Shape records with labels
▼

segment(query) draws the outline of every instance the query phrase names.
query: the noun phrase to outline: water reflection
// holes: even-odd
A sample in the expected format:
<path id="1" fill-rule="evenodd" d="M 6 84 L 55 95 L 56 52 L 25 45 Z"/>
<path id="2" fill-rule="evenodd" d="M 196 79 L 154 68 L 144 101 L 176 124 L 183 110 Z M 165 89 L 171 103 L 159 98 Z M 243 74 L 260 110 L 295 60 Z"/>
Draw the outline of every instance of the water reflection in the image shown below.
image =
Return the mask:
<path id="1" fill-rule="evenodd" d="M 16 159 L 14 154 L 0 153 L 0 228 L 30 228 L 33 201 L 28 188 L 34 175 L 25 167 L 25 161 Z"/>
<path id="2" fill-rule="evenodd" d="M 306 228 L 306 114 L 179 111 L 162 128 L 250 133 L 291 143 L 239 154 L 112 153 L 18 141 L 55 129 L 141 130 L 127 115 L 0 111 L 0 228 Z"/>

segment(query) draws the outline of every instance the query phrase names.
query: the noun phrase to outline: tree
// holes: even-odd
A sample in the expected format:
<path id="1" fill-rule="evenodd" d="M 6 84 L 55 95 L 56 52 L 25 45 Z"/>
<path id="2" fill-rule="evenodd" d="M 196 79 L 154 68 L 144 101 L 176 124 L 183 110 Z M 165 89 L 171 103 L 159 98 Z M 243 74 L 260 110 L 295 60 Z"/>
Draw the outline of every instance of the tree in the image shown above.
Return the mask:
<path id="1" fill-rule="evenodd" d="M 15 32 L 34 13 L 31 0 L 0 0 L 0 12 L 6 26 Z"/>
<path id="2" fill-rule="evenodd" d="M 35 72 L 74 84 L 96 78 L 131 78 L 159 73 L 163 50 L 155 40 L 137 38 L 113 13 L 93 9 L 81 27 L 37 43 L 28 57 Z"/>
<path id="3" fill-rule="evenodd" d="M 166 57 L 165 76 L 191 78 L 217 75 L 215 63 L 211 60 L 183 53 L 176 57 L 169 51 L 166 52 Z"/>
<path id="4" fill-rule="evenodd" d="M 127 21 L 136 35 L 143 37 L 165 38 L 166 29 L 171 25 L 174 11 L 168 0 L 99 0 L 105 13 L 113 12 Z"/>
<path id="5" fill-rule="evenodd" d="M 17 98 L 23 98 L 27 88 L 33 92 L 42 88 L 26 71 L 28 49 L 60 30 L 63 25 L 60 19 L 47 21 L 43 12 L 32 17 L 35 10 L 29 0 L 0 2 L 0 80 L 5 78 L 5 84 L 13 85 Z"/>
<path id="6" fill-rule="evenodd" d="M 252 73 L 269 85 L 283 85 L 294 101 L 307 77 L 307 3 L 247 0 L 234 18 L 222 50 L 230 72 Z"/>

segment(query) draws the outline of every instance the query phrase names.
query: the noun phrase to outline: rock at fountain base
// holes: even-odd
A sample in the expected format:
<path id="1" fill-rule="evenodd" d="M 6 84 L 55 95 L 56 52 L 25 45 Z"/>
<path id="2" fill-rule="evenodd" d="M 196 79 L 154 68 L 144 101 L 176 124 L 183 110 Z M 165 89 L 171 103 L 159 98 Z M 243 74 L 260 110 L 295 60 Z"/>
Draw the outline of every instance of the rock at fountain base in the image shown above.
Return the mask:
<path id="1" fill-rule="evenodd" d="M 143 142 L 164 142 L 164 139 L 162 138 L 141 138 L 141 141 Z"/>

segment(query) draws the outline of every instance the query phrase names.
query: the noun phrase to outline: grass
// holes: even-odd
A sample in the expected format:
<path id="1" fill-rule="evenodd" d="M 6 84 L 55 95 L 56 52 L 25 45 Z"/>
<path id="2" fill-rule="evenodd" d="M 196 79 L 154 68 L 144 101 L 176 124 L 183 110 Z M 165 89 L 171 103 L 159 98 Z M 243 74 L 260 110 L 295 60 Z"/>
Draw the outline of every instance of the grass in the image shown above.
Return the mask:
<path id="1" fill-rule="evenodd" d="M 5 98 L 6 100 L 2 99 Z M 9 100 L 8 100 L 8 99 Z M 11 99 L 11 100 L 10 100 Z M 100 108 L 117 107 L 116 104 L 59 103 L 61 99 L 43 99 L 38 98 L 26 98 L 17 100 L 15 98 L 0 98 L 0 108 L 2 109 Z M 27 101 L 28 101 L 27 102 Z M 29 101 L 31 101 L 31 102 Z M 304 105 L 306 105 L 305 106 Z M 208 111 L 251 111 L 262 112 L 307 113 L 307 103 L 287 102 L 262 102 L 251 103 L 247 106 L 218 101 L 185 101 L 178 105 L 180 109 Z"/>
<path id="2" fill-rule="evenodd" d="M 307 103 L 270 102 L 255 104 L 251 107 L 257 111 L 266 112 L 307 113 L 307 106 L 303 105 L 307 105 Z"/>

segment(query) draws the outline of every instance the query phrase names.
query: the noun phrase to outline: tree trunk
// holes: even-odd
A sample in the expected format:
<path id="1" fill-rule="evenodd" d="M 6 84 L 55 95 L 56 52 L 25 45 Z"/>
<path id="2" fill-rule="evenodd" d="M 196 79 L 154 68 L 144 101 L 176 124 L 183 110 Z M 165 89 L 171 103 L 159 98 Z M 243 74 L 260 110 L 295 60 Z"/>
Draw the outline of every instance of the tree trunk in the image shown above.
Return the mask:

▲

▶ [Task instructions]: Rewrite the stretch of material from its start through the line containing "306 228 L 306", changing "expected format" to "required format" and leaving everything else unchanged.

▶ [The response]:
segment(query) draws the outline of every instance the query phrase names.
query: the noun phrase to outline: water reflection
// holes: even-odd
A sample in the required format:
<path id="1" fill-rule="evenodd" d="M 6 84 L 55 95 L 56 52 L 25 45 Z"/>
<path id="2" fill-rule="evenodd" d="M 196 79 L 154 68 L 144 101 L 176 124 L 183 110 Z M 165 89 L 171 103 L 159 98 Z M 243 74 L 260 110 L 295 60 Z"/>
Draw the outline of every instance of the water reflection in the image shown below.
image =
Return the mask:
<path id="1" fill-rule="evenodd" d="M 16 159 L 14 154 L 0 153 L 0 228 L 30 228 L 33 201 L 28 188 L 34 175 L 25 167 L 25 161 Z"/>
<path id="2" fill-rule="evenodd" d="M 306 228 L 306 114 L 179 111 L 162 128 L 250 133 L 291 143 L 239 154 L 112 153 L 18 141 L 55 129 L 141 130 L 127 115 L 0 111 L 0 228 Z"/>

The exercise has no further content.